● **Data listing**
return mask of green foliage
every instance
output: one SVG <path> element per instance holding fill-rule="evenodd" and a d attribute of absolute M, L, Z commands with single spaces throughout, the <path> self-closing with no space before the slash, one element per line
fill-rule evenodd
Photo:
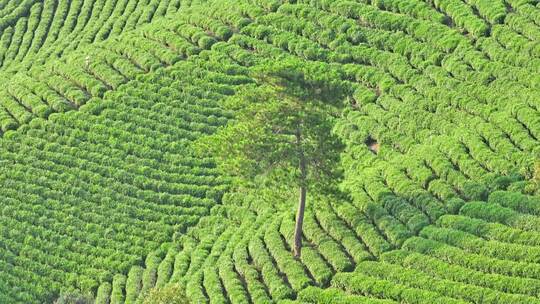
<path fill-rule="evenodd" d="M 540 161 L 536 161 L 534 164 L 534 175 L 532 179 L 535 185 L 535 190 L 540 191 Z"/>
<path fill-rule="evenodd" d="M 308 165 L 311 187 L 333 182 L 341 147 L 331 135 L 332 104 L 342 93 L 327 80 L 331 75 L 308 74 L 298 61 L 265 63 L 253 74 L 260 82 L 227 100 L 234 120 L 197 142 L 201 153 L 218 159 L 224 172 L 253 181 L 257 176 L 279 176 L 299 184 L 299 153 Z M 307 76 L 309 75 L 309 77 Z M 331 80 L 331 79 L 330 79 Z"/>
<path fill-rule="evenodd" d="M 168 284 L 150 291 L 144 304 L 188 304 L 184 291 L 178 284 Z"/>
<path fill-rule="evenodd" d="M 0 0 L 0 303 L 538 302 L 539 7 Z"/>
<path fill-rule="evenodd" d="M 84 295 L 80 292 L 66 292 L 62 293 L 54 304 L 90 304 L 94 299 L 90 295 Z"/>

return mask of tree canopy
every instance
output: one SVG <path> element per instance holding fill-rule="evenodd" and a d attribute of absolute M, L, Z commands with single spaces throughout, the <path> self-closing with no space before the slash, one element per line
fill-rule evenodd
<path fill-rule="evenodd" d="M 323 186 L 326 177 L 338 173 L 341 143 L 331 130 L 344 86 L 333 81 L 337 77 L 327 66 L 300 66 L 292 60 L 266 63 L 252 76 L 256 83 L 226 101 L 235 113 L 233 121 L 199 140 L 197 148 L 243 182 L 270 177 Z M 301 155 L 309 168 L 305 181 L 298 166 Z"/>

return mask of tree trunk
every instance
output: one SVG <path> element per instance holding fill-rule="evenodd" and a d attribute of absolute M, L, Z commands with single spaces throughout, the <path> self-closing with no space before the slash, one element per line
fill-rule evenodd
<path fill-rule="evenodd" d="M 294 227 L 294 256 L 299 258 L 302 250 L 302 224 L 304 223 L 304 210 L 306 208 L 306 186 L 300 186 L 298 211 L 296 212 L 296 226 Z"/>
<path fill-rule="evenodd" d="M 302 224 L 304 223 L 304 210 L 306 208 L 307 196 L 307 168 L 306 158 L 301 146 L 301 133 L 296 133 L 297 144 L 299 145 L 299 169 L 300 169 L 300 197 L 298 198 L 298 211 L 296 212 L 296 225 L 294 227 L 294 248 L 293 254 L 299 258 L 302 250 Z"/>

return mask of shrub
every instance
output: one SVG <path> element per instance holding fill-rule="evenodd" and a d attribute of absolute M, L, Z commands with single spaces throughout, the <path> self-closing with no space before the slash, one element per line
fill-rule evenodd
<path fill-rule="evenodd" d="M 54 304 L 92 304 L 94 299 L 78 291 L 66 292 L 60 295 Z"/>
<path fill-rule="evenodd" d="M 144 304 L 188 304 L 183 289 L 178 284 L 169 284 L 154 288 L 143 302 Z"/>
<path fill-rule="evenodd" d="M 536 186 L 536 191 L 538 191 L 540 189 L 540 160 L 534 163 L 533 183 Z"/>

...

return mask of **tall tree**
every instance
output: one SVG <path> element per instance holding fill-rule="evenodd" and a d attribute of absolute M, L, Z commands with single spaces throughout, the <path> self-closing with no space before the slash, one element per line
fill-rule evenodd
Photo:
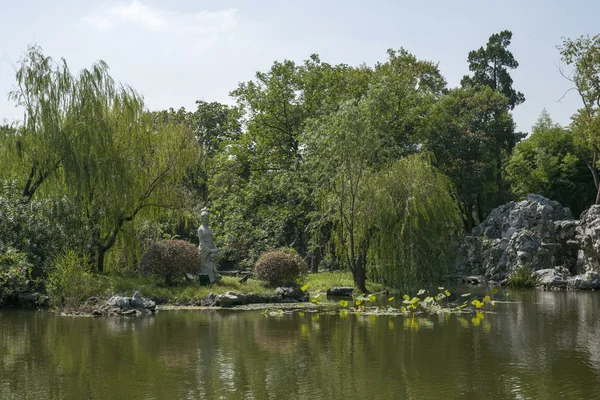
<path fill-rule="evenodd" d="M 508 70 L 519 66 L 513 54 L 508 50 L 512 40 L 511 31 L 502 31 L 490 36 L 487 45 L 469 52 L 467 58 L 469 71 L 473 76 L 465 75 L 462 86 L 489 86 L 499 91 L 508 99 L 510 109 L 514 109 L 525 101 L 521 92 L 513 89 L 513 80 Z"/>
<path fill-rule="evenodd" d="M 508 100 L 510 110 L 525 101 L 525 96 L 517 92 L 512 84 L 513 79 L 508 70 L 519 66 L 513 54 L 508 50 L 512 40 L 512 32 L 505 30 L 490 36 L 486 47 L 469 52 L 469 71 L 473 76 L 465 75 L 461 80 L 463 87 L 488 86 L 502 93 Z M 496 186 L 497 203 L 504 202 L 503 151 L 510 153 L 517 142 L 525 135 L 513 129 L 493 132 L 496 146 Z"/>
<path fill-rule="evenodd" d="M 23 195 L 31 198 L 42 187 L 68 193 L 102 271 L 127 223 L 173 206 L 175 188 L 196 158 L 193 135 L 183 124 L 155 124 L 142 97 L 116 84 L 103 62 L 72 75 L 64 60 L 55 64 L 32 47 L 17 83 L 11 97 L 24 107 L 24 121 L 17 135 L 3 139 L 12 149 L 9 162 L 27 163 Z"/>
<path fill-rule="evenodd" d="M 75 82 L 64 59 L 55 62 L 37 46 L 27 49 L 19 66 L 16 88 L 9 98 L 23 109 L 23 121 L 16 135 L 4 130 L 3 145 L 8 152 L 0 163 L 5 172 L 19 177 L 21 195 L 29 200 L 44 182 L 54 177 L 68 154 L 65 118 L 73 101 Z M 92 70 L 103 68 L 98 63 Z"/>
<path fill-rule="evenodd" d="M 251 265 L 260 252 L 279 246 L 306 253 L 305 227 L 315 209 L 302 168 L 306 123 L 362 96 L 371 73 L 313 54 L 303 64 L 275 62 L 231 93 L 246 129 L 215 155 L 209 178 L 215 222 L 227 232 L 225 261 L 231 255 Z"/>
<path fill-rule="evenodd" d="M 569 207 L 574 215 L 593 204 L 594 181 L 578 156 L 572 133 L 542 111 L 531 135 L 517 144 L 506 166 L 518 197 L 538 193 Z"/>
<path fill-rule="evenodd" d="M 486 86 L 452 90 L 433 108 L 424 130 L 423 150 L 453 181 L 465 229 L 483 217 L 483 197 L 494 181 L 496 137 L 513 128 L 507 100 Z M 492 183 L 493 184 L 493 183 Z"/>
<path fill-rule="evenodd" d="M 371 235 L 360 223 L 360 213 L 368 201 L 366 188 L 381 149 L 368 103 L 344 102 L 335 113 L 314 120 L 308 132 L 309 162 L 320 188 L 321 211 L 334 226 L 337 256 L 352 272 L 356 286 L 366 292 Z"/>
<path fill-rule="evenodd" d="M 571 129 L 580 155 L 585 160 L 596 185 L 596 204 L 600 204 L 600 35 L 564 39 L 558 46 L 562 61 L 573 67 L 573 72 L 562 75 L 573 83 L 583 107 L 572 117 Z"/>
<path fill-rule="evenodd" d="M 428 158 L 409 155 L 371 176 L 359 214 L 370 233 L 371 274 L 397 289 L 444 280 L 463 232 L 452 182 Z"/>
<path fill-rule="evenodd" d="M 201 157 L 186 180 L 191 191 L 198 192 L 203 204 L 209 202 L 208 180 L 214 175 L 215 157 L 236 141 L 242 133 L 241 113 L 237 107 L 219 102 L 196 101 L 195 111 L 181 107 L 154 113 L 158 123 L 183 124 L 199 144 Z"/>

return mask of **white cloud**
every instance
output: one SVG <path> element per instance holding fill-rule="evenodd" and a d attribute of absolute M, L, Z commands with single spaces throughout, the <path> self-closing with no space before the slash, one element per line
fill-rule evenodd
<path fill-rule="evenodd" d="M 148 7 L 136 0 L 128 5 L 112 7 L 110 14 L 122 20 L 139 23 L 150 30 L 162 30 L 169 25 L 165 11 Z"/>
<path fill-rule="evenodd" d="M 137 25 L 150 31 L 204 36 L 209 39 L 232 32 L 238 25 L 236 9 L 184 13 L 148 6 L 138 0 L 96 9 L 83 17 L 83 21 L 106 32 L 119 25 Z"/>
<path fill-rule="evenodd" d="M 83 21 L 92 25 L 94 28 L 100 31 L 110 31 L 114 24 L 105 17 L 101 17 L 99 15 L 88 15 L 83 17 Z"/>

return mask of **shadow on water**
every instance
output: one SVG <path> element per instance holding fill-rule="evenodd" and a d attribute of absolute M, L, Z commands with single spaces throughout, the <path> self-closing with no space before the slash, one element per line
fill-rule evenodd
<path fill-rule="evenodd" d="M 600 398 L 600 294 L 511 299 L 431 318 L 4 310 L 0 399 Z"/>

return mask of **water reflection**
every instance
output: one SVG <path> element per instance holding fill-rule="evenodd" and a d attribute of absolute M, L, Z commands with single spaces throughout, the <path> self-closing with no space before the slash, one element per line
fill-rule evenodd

---

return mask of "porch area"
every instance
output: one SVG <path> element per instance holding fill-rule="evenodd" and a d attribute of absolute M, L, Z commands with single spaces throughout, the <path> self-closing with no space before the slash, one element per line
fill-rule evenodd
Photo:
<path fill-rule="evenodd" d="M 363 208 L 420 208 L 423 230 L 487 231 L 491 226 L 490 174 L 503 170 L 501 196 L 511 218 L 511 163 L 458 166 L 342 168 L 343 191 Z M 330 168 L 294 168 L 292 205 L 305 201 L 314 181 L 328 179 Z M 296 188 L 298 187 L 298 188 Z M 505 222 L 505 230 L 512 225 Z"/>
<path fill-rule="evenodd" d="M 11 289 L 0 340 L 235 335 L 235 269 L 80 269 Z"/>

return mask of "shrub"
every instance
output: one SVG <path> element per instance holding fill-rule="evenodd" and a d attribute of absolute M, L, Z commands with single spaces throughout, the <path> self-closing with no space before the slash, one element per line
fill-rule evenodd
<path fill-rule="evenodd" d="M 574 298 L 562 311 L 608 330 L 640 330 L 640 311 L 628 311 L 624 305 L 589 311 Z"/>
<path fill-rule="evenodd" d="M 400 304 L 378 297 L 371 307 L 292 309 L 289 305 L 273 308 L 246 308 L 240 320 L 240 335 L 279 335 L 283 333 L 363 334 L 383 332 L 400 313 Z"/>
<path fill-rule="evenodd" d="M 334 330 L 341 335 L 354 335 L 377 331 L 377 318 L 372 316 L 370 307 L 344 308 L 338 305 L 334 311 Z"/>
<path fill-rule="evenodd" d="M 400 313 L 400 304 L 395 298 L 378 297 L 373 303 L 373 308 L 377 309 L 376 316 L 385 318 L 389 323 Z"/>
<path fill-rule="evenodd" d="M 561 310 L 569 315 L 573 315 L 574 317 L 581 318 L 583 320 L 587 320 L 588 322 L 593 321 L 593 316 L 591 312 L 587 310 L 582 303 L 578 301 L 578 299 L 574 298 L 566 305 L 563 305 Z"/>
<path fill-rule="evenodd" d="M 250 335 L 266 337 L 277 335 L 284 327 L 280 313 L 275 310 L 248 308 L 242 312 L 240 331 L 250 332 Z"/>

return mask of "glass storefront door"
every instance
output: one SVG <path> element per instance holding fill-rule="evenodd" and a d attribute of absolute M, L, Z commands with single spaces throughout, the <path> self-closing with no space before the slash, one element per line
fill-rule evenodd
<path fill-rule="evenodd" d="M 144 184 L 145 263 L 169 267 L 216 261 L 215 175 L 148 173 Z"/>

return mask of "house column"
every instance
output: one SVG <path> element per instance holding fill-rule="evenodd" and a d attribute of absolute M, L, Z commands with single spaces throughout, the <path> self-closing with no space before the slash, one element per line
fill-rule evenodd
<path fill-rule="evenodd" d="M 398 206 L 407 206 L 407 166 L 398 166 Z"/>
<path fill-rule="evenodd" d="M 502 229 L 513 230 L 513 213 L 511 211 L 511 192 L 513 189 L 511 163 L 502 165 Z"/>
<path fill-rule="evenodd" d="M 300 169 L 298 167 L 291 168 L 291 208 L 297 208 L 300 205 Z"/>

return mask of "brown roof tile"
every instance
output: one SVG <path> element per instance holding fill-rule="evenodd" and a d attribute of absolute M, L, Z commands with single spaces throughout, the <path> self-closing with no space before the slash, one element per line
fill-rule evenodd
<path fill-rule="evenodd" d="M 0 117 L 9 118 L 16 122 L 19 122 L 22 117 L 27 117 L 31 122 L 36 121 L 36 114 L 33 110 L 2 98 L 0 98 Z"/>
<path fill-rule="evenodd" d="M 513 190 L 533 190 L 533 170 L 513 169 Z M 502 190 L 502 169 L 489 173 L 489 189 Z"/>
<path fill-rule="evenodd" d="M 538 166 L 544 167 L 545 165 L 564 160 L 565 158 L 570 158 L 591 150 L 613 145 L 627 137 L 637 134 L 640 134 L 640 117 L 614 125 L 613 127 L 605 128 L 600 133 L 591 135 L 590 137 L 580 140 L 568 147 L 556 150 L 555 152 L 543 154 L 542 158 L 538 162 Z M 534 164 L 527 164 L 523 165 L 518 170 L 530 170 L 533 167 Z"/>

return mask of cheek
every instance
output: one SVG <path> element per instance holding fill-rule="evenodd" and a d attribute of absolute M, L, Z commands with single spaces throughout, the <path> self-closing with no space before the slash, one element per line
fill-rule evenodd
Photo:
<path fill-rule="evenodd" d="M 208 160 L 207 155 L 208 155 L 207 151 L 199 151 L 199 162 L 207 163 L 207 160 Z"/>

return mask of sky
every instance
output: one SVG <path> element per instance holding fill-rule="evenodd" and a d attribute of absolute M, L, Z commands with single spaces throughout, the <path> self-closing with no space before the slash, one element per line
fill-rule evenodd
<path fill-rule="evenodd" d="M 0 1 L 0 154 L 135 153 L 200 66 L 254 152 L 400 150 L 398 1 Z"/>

● **Task to complete**
Which of the lines above contain "tree"? Return them all.

● **Task result**
return mask of tree canopy
return mask of tree trunk
return mask of **tall tree**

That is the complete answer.